_Tasks to complete_
A) According to the HDFS bridge page, in which directory are the library JAR files located?
B) Quote the HDFS bridge page from "Import tool: Apache" to "Hadoop file system.".

_Text passage_
==============================
Apache Hadoop Distributed File System (HDFS Java API) - Import - 7.1

Talend Data Catalog Bridges

Talend Documentation Team
Talend Big Data Platform
Talend Data Fabric
Talend Data Management Platform
Talend Data Services Platform
Talend MDM Platform
Talend Real-Time Big Data Platform
Talend Data Catalog

Bridge Requirements

This bridge:
  • requires Internet access to https://repo.maven.apache.org/maven2/ and/or other tool sites to download drivers into <TDC_HOME>/data/download/MIMB/. For more information on how to retrieve third-party drivers when the TDC server cannot access the Internet, see this article.

Bridge Specifications

Vendor Apache
Tool Name Hadoop Distributed File System (HDFS)
Tool Version 2.5
Tool Web Site http://hadoop.apache.org/docs/r1.2.1/hdfs_user_guide.html
Supported Methodology [File System] Multi-Model, Data Store (NoSQL / Hierarchical, Physical Data Model) via Java API
Incremental Harvesting
Multi-Model Harvesting
Remote Repository Browsing for Model Selection
Data Profiling

Import tool: Apache Hadoop Distributed File System (HDFS) 2.5 (http://hadoop.apache.org/docs/r1.2.1/hdfs_user_guide.html)
Import interface: [File System] Multi-Model, Data Store (NoSQL / Hierarchical, Physical Data Model) via Java API from Apache Hadoop Distributed File System (HDFS Java API)
Import bridge: 'ApacheHDFS' 10.1.0

This bridge requires internet access to https://repo.maven.apache.org/maven2/ (and exceptionally a few other tool sites)
in order to download the necessary third party software libraries into $HOME/data/download/MIMB/
(such directory can be copied from another MIMB server with internet access).
By running this bridge, you hereby acknowledge responsibility for the license terms and any potential security vulnerabilities from these downloaded third party software libraries.

The bridge uses Apache Hadoop HDFS Java library (JARs) to access Hadoop file system.
The library JAR files are located in the /java/Hadoop directory.
One may specify a Configuration files directory and often that is sufficient, as the values for the other bridge parameters may be specified there.
This bridge supports the following file formats:
- Flat File (CSV)
==============================
_Information shown_
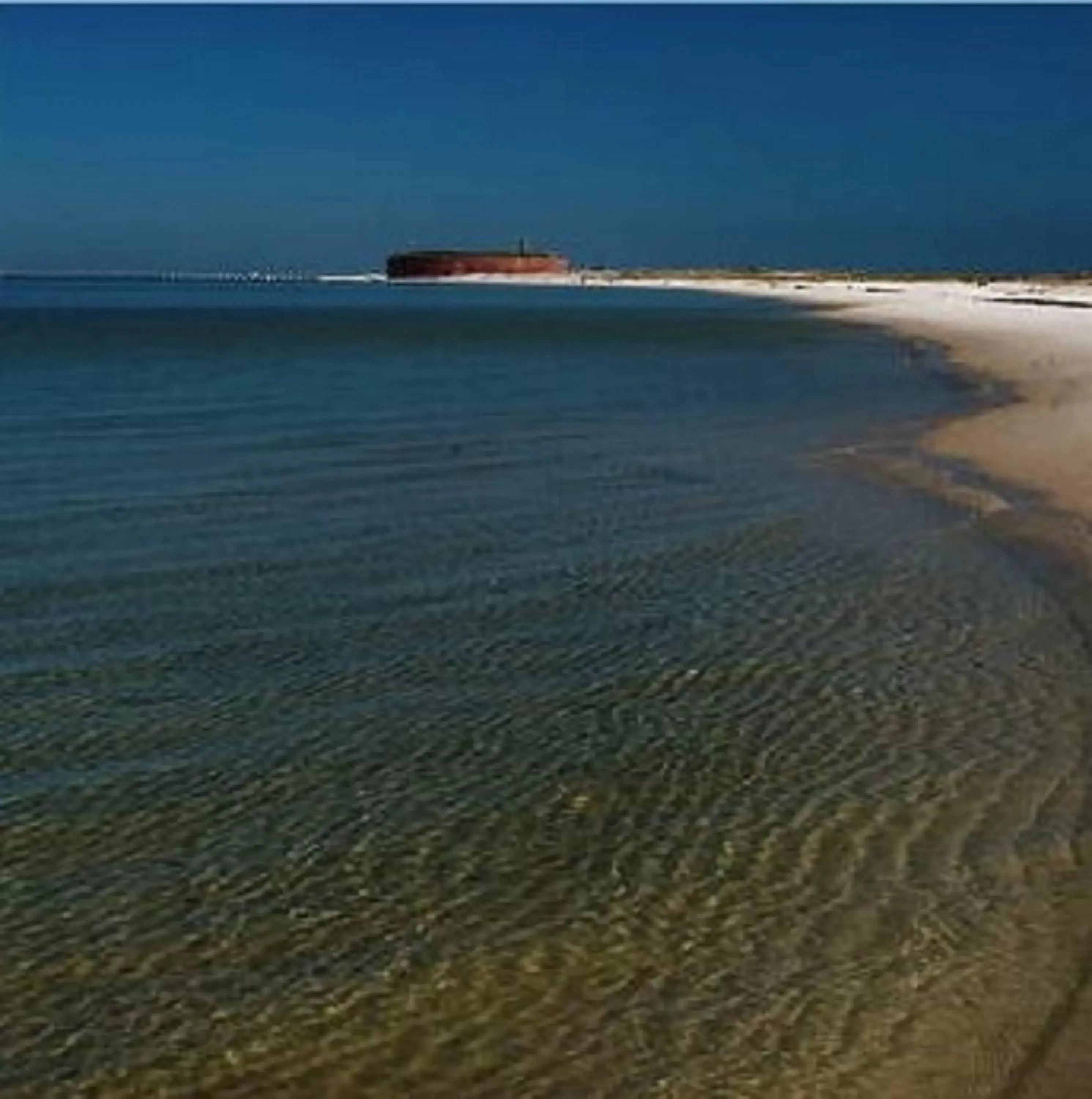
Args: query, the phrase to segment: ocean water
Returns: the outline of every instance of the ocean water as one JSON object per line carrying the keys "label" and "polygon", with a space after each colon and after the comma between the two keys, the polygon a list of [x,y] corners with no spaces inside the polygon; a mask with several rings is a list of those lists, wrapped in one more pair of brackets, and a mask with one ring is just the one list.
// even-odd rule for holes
==============================
_Solutions for each task_
A) The /java/Hadoop directory.

B)
Import tool: Apache Hadoop Distributed File System (HDFS) 2.5 (http://hadoop.apache.org/docs/r1.2.1/hdfs_user_guide.html)
Import interface: [File System] Multi-Model, Data Store (NoSQL / Hierarchical, Physical Data Model) via Java API from Apache Hadoop Distributed File System (HDFS Java API)
Import bridge: 'ApacheHDFS' 10.1.0

This bridge requires internet access to https://repo.maven.apache.org/maven2/ (and exceptionally a few other tool sites)
in order to download the necessary third party software libraries into $HOME/data/download/MIMB/
(such directory can be copied from another MIMB server with internet access).
By running this bridge, you hereby acknowledge responsibility for the license terms and any potential security vulnerabilities from these downloaded third party software libraries.

The bridge uses Apache Hadoop HDFS Java library (JARs) to access Hadoop file system.